In this paper, we look at the technology push (Section ) and application pull (Section ) which argue compellingly for the tight integration of reconfigurable logic into commodity microprocessors. We review contemporary efforts to accelerate application-specific computing tasks (Section ) to emphasize the range of application where reconfigurable logic has already proven itself capable of acceleration and to review the typical shortcomings of contemporary systems. We review the Dynamically Programmable Gate Array Architecture (DPGA) (Section ) in the context of microprocessor integrated reconfigurable logic and show that the DPGA architecture overcomes some of the limitations of contemporary reconfigurable logic systems. With this background in place, we take a broader look at the roles DPGA-coupled processors can play in future computing systems (Section ). Finally, we look at the acceptance path for this technology (Section ), take a reprise look at the costs and benefits relative to fixed functional units (Section ), and look at the challenges ahead (Section ) before concluding.

Technology Trends

Semiconductor processing has continued to improve steadily, allowing the fabrication of smaller and smaller devices. This trend shows little signs of abating. Effective device densities and IC capacity improve at an exponential rate. We are all now quite familiar with the progress of microprocessors where operational performance increases by roughly 60% per year while the number of gates increases by 25% per year. With 3 million gates available for today's modern microprocessors, we can expect to have over 12 million gates available by the end of the century.

As gate densities have improved, more of the computing system has been integrated onto the microprocessor die and larger processors have been implemented. What started as minimal instruction stream control and a simple, 4-bit ALU, has grown with the available area to include multiple, 64-bit functional units including hardwired floating-point support. The basic microprocessor design has expanded to include large, on-chip memories to prevent off-chip i/o latency from significantly degrading performance. Today's high-performance microprocessors move towards higher execution rates using aggressive pipelining and superscalar execution utilizing multiple functional units. Caches increase with instruction throughput in an attempt to prevent off-chip i/o latency from limiting effective computational throughput. Today's cost-conscious microprocessors move to integrate common system and peripheral functions onto the IC die to reduce system cost and power consumption.

Just during the past 6-8 years, we have seen reconfigurable logic emerge as a commodity technology comparable to memories and microprocessors. Like memories, reconfigurable logic arrays rapidly adapt to new technology since the design consists of an array of simple structures. Also like memory, the regularity allows designers to focus their time on adapting the key logic structures to extract highest performance from the available technology. Each reconfigurable array can be designed and tested as a single IC design yet gains volume from the myriad of diverse applications to which the general-purpose array is applied.

Our growing microprocessors can continue their current trends by including more memory, more FPUs, more ALUs, and more system functionality, but it is not clear this will be the most judicious use of the silicon real-estate becoming available in the near future. Addition of fixed functional units will not bring about broad-based acceleration of applications in proportion to the area these fixed units consume. For a given application, the fixed functional units can be arranged to provide almost proportional improvements. However, each application class will require a different selection and arrangement of units to achieve such improvements. Any fixed collection of functional units, control, and data paths will necessarily be suboptimal for most applications.

SET TASKS:
a. Which four things does the extract on reconfigurable logic say growing microprocessors could include more of to continue their current trends? List them.
b. Answer these questions from the extract on reconfigurable logic:
(i) What does the abbreviation DPGA stand for?
(ii) By what percentage per year does the number of gates in microprocessors increase?
(iii) Over how many past years has reconfigurable logic emerged as a commodity technology?
The records were taken from a separate source and are unrelated to the extract on reconfigurable logic.

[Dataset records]
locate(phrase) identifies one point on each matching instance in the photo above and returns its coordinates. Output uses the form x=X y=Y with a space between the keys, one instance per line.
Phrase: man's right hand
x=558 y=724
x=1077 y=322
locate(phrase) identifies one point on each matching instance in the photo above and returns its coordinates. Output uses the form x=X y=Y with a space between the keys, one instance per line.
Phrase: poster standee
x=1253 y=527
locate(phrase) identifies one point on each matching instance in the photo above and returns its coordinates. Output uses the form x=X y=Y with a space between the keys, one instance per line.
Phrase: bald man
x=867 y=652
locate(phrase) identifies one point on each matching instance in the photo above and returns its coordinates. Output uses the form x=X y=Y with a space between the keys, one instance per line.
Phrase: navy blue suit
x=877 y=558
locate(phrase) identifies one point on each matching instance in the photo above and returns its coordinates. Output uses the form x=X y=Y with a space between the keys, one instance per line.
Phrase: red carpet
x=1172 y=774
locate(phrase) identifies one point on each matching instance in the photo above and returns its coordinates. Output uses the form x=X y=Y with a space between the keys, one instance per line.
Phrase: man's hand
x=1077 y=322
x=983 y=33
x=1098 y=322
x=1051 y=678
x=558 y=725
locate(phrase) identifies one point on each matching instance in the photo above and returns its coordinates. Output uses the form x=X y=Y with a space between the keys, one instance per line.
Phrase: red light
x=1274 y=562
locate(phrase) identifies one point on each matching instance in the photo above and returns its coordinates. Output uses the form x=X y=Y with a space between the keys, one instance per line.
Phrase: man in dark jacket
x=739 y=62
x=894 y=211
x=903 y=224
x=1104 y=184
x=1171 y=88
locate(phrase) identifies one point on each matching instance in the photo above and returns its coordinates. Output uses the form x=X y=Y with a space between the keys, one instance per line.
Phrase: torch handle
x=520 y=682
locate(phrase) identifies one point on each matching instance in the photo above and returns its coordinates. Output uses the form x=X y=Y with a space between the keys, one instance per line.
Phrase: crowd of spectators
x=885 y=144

THE RESPONSES:
a.
- Memory
- FPUs
- ALUs
- System functionality

b.
(i) Dynamically Programmable Gate Array
(ii) 25%
(iii) 6-8 years